__About this exercise__
Among the entries below, find each line holding "background" and return it.

== Excerpted records ==

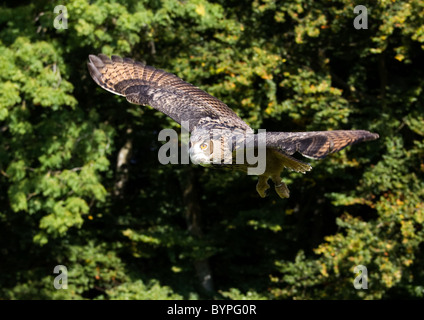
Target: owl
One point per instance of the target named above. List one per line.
(218, 136)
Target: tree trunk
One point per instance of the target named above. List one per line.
(193, 215)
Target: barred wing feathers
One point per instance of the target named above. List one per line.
(145, 85)
(316, 144)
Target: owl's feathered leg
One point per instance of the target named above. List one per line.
(262, 186)
(280, 187)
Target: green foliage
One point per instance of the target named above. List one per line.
(281, 65)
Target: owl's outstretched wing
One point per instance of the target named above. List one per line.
(316, 144)
(145, 85)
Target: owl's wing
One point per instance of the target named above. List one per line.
(316, 144)
(145, 85)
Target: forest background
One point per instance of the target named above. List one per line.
(81, 185)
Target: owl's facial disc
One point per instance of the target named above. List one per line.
(201, 152)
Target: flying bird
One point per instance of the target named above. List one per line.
(216, 132)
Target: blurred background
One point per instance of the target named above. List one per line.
(81, 184)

===

__Reply to the exercise__
Target: forest background
Target: blurred background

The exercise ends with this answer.